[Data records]
------

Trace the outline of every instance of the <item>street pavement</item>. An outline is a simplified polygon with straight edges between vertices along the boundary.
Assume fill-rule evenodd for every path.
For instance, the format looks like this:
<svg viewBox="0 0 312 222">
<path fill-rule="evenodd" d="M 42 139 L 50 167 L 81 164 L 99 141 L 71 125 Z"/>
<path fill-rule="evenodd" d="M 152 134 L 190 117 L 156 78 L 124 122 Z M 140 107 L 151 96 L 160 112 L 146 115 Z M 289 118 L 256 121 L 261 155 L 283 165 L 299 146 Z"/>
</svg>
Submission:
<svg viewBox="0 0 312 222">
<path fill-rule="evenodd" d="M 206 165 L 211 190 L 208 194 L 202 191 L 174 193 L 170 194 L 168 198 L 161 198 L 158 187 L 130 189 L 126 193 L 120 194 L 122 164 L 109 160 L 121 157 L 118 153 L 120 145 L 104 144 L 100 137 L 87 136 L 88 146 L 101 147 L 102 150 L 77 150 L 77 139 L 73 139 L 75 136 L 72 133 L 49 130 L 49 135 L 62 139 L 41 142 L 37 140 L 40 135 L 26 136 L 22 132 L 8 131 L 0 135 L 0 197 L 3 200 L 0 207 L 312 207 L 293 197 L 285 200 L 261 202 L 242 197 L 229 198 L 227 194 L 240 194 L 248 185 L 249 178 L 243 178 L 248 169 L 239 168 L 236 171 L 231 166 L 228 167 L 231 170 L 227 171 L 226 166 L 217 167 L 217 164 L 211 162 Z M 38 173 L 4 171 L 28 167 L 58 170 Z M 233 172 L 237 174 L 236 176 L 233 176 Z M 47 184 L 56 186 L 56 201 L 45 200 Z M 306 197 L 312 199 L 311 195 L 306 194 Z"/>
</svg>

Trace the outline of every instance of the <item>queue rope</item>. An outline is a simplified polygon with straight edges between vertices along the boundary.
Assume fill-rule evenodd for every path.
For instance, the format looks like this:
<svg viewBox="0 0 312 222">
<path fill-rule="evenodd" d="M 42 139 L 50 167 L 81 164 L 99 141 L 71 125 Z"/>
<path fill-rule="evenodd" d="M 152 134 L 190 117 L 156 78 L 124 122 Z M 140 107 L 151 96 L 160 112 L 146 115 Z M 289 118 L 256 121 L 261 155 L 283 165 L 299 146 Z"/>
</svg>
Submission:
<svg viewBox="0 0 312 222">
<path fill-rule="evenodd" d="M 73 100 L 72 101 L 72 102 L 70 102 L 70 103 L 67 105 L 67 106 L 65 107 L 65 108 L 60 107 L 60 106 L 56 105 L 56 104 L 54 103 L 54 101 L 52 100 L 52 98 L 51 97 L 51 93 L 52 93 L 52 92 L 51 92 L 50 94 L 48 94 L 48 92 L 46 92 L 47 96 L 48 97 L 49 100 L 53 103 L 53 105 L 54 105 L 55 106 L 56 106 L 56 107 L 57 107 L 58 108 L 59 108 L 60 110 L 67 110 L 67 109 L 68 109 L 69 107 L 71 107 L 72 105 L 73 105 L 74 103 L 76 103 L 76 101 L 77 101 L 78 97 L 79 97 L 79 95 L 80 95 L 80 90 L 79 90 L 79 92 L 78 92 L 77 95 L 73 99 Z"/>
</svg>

------

Rewrite all the records above, substituting "Output" for every occurrence of "Submission" and leaving everything else unchanged.

Trace the outline of every instance of the <item>street pavement</item>. An outline is a simplified polygon with straight edges between vertices along the boundary.
Assume fill-rule evenodd for every path.
For instance, the format looks like this:
<svg viewBox="0 0 312 222">
<path fill-rule="evenodd" d="M 42 139 L 50 167 L 81 164 L 99 141 L 71 125 Z"/>
<path fill-rule="evenodd" d="M 152 134 L 190 117 L 156 78 L 124 122 Z M 140 107 L 151 96 L 160 112 L 146 115 Z M 289 118 L 256 121 L 261 155 L 283 165 L 299 146 Z"/>
</svg>
Output:
<svg viewBox="0 0 312 222">
<path fill-rule="evenodd" d="M 206 165 L 211 190 L 208 194 L 202 191 L 174 193 L 170 194 L 168 198 L 161 198 L 158 187 L 130 189 L 126 193 L 120 194 L 122 164 L 109 160 L 121 157 L 118 153 L 120 145 L 104 144 L 100 137 L 87 136 L 88 146 L 101 147 L 102 150 L 77 150 L 77 139 L 73 139 L 75 136 L 72 133 L 49 130 L 49 135 L 62 139 L 41 142 L 37 140 L 40 135 L 26 136 L 22 132 L 8 131 L 0 135 L 0 197 L 3 200 L 0 207 L 312 207 L 293 197 L 285 200 L 261 202 L 242 197 L 229 198 L 227 194 L 240 194 L 248 185 L 249 178 L 243 178 L 248 169 L 239 168 L 236 171 L 231 166 L 228 167 L 231 170 L 227 171 L 226 166 L 217 167 L 217 164 L 211 162 Z M 38 173 L 4 171 L 28 167 L 58 170 Z M 233 172 L 237 174 L 236 176 L 233 176 Z M 47 184 L 56 186 L 56 201 L 45 200 Z M 306 197 L 312 199 L 311 195 L 306 194 Z"/>
</svg>

Trace the outline of every instance of the <item>queue rope</item>. An outline is a simplified polygon with straight edges between vertices along the boundary.
Assume fill-rule evenodd for every path.
For instance, the format looks like this:
<svg viewBox="0 0 312 222">
<path fill-rule="evenodd" d="M 42 139 L 50 167 L 81 164 L 99 141 L 71 125 Z"/>
<path fill-rule="evenodd" d="M 152 134 L 190 117 L 156 78 L 124 122 Z M 140 107 L 151 96 L 160 112 L 146 115 Z M 289 118 L 256 121 L 261 155 L 283 165 L 299 146 Z"/>
</svg>
Output:
<svg viewBox="0 0 312 222">
<path fill-rule="evenodd" d="M 73 100 L 72 101 L 72 102 L 70 102 L 70 103 L 67 105 L 67 106 L 65 107 L 65 108 L 60 107 L 60 106 L 56 105 L 56 104 L 54 103 L 54 101 L 52 100 L 52 98 L 51 97 L 51 93 L 52 93 L 52 92 L 51 92 L 50 94 L 48 94 L 48 92 L 46 92 L 47 96 L 48 97 L 49 100 L 53 103 L 53 105 L 54 105 L 55 106 L 56 106 L 56 107 L 57 107 L 58 108 L 59 108 L 60 110 L 67 110 L 67 109 L 68 109 L 69 107 L 71 107 L 72 105 L 73 105 L 74 103 L 76 103 L 76 101 L 77 101 L 78 97 L 79 97 L 79 95 L 80 95 L 80 90 L 79 90 L 79 92 L 78 92 L 77 95 L 73 99 Z"/>
</svg>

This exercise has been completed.